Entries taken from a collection
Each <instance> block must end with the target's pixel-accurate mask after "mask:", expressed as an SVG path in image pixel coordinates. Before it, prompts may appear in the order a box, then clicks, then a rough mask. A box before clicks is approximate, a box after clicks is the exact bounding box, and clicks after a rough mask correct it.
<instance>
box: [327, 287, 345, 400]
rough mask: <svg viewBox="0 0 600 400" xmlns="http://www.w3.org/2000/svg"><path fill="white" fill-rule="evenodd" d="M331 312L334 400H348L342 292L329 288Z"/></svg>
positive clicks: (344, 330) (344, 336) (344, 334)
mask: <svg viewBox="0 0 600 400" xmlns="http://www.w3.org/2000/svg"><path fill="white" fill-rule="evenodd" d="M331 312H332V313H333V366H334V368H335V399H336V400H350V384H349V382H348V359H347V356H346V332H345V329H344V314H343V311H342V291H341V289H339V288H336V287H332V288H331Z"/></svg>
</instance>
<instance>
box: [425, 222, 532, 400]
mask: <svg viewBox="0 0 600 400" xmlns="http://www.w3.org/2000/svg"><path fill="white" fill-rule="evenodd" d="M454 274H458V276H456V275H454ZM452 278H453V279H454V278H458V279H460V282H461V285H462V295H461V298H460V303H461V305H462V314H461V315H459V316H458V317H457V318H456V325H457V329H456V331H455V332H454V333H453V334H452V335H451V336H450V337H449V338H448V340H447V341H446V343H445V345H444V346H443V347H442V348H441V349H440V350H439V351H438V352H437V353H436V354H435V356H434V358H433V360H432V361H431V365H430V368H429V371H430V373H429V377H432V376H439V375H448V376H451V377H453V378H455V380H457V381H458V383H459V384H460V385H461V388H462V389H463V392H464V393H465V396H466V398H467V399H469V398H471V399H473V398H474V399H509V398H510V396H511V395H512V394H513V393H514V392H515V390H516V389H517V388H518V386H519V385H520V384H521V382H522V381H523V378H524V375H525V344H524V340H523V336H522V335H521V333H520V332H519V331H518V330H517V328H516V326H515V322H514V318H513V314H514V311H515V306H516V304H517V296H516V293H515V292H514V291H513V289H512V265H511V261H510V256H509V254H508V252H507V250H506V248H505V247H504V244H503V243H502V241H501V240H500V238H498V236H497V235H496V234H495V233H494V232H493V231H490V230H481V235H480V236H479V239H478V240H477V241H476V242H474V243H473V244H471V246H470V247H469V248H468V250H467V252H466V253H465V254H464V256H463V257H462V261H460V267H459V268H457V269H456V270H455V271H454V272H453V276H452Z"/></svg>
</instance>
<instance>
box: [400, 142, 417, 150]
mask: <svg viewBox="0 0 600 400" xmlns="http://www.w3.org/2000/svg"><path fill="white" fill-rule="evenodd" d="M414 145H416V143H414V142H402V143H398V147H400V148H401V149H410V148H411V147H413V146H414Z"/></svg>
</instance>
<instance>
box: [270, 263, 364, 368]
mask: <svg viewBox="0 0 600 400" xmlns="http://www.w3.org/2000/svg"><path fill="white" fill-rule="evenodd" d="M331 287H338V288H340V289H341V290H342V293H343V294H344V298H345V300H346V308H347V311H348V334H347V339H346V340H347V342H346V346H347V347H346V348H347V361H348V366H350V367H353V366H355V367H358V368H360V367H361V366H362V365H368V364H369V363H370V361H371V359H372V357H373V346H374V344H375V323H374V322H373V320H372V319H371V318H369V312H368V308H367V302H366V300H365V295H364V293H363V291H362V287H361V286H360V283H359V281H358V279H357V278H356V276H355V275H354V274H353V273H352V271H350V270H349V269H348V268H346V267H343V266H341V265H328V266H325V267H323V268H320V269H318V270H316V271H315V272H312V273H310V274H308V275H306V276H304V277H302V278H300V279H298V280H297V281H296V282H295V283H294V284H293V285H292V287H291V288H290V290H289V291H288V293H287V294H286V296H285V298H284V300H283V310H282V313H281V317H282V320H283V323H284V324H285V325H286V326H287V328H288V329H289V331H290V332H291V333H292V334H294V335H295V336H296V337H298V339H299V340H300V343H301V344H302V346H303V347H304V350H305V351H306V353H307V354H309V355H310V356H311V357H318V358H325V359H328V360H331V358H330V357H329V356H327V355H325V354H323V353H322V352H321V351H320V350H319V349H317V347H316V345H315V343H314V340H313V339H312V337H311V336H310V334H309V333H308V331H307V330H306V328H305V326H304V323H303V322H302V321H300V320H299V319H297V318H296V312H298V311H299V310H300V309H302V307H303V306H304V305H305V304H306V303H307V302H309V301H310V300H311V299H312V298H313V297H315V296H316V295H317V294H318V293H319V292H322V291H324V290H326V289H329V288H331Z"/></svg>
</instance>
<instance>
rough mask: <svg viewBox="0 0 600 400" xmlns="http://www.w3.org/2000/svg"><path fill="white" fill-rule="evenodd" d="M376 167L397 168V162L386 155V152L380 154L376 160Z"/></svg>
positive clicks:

Directions for this task:
Please print the lines from the start of the records up to and including the line with "box: [327, 287, 345, 400]", copying each one exactly and leaving out the rest.

Answer to this exercise:
Each <instance> block must end with the target's pixel-accurate mask after "mask:", expressed as an SVG path in image pixel coordinates. Before it, prompts may appear in the order a box, then clicks, then a rough mask. A box before clicks is approximate, a box after clicks is the exact bounding box, and clicks after a rough mask correct it.
<instance>
box: [327, 287, 345, 400]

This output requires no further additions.